Dr. John Woulfe
Ottawa Hospital Research Institute
Pilot project grant
$45,000 over 1 year

Alpha-synuclein in the vermiform appendix of Parkinson disease patients: A window on disease initiation.

Decades before Parkinson’s disease begins killing the brain cells that generate dopamine, the chemical that is critical for controlling movement, the illness has already begun its work in nerves stimulating the gut, researchers now believe.

At the University of Ottawa, Dr. John Woulfe, a neuropathologist, is investigating the role those nerves, which flow from the appendix to the brain, may play in the genesis of Parkinson’s disease.

Within brain cells, clumps of a protein called alpha-synuclein have already been implicated in Parkinson’s disease. If dopamine-producing brain cells cannot get rid of those protein clumps, they die.

Now, Woulfe and his colleagues have found those same clumps of alpha-synuclein in the walls of the appendix and the surrounding nerves. He has also found these clumps of the protein within immune cells known as macrophages. Woulfe is comparing these cells from people with Parkinson’s disease to the macrophage cells of people who do not have Parkinson’s, to see if the cells behave differently.

(Dataset records)

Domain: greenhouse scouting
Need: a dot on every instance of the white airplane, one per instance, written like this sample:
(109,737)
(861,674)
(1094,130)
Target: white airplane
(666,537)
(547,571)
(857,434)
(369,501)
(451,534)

WHAT THIS TASK INVOLVES
Continue the article on alpha-synuclein in the appendix and Parkinson's disease from the point where it stops.

RESPONSE BELOW
“What these macrophages do is eat up abnormal proteins and try to get rid of them,” Woulfe explains. “But if we see differences in either the number of these immune cells, or their distribution, or their shape, it could show us that in people with Parkinson’s disease, the immune cells are having trouble getting rid of the abnormal proteins.”

Woulfe’s theory is that the process by which immune cells break down clumps of protein in the appendix is abnormal in Parkinson’s patients. This allows these clumps to spread along the nerves from the gut into the brain.

If Woulfe can gather evidence supporting this theory, it would provide a crucial window of opportunity to intervene early with drugs or another therapy to activate the immune cells. The goal would be to halt the spread of Parkinson’s long before motor symptoms appear. “Because once a person has motor symptoms, it means that 75 percent of those motor neurons are gone. So it’s way too late,” Woulfe says.